AIM
Reproduce each line of the material precisely.

RECORD SET
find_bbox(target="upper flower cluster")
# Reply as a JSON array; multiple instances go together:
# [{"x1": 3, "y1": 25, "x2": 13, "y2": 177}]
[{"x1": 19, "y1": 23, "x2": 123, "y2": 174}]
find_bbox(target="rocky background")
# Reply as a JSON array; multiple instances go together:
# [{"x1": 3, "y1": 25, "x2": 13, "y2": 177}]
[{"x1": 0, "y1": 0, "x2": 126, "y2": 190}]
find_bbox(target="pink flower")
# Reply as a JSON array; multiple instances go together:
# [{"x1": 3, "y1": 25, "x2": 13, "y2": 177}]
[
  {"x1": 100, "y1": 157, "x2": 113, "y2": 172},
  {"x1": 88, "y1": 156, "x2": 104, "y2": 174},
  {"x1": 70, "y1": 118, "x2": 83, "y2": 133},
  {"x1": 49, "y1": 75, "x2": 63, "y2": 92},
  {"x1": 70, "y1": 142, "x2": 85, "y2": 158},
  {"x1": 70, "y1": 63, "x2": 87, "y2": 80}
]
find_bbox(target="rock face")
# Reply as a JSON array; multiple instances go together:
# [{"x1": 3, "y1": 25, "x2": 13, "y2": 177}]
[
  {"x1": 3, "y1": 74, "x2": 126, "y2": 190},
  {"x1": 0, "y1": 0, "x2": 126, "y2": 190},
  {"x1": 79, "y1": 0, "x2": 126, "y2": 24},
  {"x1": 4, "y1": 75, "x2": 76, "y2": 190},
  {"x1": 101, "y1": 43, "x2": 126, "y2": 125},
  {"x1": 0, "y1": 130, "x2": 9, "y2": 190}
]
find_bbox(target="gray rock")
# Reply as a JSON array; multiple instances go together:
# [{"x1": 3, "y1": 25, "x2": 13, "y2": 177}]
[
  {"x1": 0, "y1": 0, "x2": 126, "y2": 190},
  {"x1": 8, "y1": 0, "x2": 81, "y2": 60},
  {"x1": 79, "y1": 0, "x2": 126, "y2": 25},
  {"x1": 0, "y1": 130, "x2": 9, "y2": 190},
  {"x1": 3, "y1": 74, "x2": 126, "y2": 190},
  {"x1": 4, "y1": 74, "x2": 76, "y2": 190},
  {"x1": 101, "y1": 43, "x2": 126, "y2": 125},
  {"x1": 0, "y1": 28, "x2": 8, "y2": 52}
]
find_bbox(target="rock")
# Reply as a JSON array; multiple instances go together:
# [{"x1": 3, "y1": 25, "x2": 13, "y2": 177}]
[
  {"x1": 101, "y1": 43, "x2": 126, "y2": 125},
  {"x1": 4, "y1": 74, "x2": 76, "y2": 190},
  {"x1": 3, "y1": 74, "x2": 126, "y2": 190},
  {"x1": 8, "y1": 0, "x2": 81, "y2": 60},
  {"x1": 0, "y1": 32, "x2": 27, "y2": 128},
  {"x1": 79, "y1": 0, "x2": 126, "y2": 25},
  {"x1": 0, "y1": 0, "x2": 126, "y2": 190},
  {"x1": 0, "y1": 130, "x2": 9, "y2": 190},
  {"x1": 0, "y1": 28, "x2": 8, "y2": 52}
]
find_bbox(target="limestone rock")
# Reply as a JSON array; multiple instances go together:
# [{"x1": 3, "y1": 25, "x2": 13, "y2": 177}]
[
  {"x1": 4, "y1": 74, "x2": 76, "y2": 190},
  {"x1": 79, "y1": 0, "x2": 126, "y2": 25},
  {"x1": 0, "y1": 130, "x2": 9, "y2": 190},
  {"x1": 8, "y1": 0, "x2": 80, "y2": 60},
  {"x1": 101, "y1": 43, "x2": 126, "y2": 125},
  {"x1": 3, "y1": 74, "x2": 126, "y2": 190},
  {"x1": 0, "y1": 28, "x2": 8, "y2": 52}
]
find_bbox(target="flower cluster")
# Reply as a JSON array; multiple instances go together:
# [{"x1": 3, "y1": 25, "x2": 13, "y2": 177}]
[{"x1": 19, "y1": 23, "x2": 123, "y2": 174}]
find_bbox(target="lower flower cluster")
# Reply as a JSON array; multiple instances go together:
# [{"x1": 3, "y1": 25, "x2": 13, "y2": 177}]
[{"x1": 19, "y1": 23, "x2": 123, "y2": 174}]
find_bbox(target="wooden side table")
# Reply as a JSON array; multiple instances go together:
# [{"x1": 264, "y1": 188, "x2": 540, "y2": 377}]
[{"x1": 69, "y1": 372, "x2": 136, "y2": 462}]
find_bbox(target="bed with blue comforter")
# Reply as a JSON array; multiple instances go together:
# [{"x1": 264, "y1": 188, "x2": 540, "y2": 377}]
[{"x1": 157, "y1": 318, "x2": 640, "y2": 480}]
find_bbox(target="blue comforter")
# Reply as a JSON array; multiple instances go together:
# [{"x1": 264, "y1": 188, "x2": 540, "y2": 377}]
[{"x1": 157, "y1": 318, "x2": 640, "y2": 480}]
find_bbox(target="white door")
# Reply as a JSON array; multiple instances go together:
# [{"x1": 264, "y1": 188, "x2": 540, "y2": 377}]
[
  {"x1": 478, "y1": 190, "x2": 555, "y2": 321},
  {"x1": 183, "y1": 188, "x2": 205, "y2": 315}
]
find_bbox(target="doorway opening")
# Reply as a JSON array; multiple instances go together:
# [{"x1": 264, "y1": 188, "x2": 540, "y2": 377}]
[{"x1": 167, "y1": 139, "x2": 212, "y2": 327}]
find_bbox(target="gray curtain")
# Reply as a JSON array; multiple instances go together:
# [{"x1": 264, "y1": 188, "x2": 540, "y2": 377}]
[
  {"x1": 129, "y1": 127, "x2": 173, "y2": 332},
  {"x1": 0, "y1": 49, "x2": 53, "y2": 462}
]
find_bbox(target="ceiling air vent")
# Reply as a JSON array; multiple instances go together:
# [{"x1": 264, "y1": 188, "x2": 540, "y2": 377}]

ANSWER
find_bbox(target="upper flower cluster")
# Reply as a JSON array; multiple instances go together:
# [{"x1": 3, "y1": 25, "x2": 13, "y2": 177}]
[{"x1": 19, "y1": 23, "x2": 123, "y2": 174}]
find_bbox(target="rocky background")
# Reply as a JSON array; multiple instances go together:
# [{"x1": 3, "y1": 25, "x2": 13, "y2": 177}]
[{"x1": 0, "y1": 0, "x2": 126, "y2": 190}]
find_bbox(target="pink flower")
# Reply as a JSON array; multiple instances go together:
# [{"x1": 3, "y1": 25, "x2": 13, "y2": 177}]
[
  {"x1": 100, "y1": 157, "x2": 113, "y2": 172},
  {"x1": 88, "y1": 156, "x2": 104, "y2": 174},
  {"x1": 70, "y1": 118, "x2": 83, "y2": 133},
  {"x1": 49, "y1": 75, "x2": 63, "y2": 92},
  {"x1": 70, "y1": 142, "x2": 85, "y2": 158},
  {"x1": 70, "y1": 63, "x2": 87, "y2": 80}
]
find_bbox(target="rock face")
# Reply as a JSON array; multiple instances go together:
# [{"x1": 3, "y1": 25, "x2": 13, "y2": 177}]
[
  {"x1": 3, "y1": 74, "x2": 126, "y2": 190},
  {"x1": 0, "y1": 0, "x2": 126, "y2": 190},
  {"x1": 79, "y1": 0, "x2": 126, "y2": 24},
  {"x1": 4, "y1": 75, "x2": 76, "y2": 190},
  {"x1": 101, "y1": 43, "x2": 126, "y2": 125},
  {"x1": 0, "y1": 130, "x2": 9, "y2": 190}
]
find_bbox(target="gray rock")
# Reply as a JSON array; multiple instances go together:
# [{"x1": 3, "y1": 25, "x2": 13, "y2": 177}]
[
  {"x1": 0, "y1": 0, "x2": 126, "y2": 190},
  {"x1": 8, "y1": 0, "x2": 81, "y2": 60},
  {"x1": 79, "y1": 0, "x2": 126, "y2": 25},
  {"x1": 0, "y1": 130, "x2": 9, "y2": 190},
  {"x1": 3, "y1": 74, "x2": 126, "y2": 190},
  {"x1": 4, "y1": 74, "x2": 76, "y2": 190},
  {"x1": 101, "y1": 43, "x2": 126, "y2": 125},
  {"x1": 0, "y1": 28, "x2": 8, "y2": 52}
]
find_bbox(target="rock")
# Reply as a JSON array; multiple instances go together:
# [{"x1": 3, "y1": 25, "x2": 13, "y2": 177}]
[
  {"x1": 101, "y1": 43, "x2": 126, "y2": 125},
  {"x1": 4, "y1": 74, "x2": 76, "y2": 190},
  {"x1": 3, "y1": 74, "x2": 126, "y2": 190},
  {"x1": 8, "y1": 0, "x2": 81, "y2": 60},
  {"x1": 0, "y1": 32, "x2": 27, "y2": 128},
  {"x1": 79, "y1": 0, "x2": 126, "y2": 25},
  {"x1": 0, "y1": 0, "x2": 126, "y2": 190},
  {"x1": 0, "y1": 130, "x2": 9, "y2": 190},
  {"x1": 0, "y1": 28, "x2": 8, "y2": 52}
]
find_bbox(target="limestone rock")
# Reply as a JSON array; multiple instances go together:
# [{"x1": 3, "y1": 25, "x2": 13, "y2": 177}]
[
  {"x1": 4, "y1": 74, "x2": 76, "y2": 190},
  {"x1": 79, "y1": 0, "x2": 126, "y2": 25},
  {"x1": 0, "y1": 130, "x2": 9, "y2": 190},
  {"x1": 8, "y1": 0, "x2": 80, "y2": 60},
  {"x1": 101, "y1": 43, "x2": 126, "y2": 125},
  {"x1": 3, "y1": 74, "x2": 126, "y2": 190},
  {"x1": 0, "y1": 28, "x2": 8, "y2": 52}
]
find_bbox(target="flower cluster")
# Reply as a JSON array; multiple instances go together:
# [{"x1": 3, "y1": 25, "x2": 13, "y2": 177}]
[{"x1": 19, "y1": 23, "x2": 123, "y2": 174}]
find_bbox(target="lower flower cluster")
# Reply as a JSON array; multiple instances go together:
# [{"x1": 3, "y1": 25, "x2": 13, "y2": 177}]
[{"x1": 19, "y1": 23, "x2": 123, "y2": 174}]
find_bbox(target="wooden side table")
# Reply as a JSON array; multiple instances go together:
# [{"x1": 264, "y1": 188, "x2": 540, "y2": 377}]
[{"x1": 69, "y1": 372, "x2": 136, "y2": 462}]
find_bbox(target="bed with blue comforter")
# Reply as a JSON array; multiple instances go together:
# [{"x1": 264, "y1": 188, "x2": 540, "y2": 377}]
[{"x1": 157, "y1": 318, "x2": 640, "y2": 480}]
find_bbox(target="blue comforter")
# Reply as a JSON array; multiple instances go together:
# [{"x1": 264, "y1": 188, "x2": 540, "y2": 377}]
[{"x1": 157, "y1": 318, "x2": 640, "y2": 480}]
find_bbox(target="white door")
# Reply as a JSON array; multiple instances go together:
# [{"x1": 264, "y1": 188, "x2": 540, "y2": 377}]
[
  {"x1": 478, "y1": 190, "x2": 555, "y2": 321},
  {"x1": 183, "y1": 188, "x2": 205, "y2": 315}
]
find_bbox(target="doorway opening")
# Reply as a JSON array; multiple instances go together:
# [{"x1": 264, "y1": 188, "x2": 540, "y2": 377}]
[{"x1": 167, "y1": 139, "x2": 212, "y2": 327}]
find_bbox(target="gray curtain")
# Reply as a JSON array; multiple instances go together:
# [{"x1": 264, "y1": 188, "x2": 540, "y2": 377}]
[
  {"x1": 129, "y1": 127, "x2": 173, "y2": 332},
  {"x1": 0, "y1": 49, "x2": 53, "y2": 462}
]
find_bbox(target="ceiling air vent")
# Reply as a JSON array; multiple instances go together:
# [{"x1": 264, "y1": 188, "x2": 540, "y2": 377}]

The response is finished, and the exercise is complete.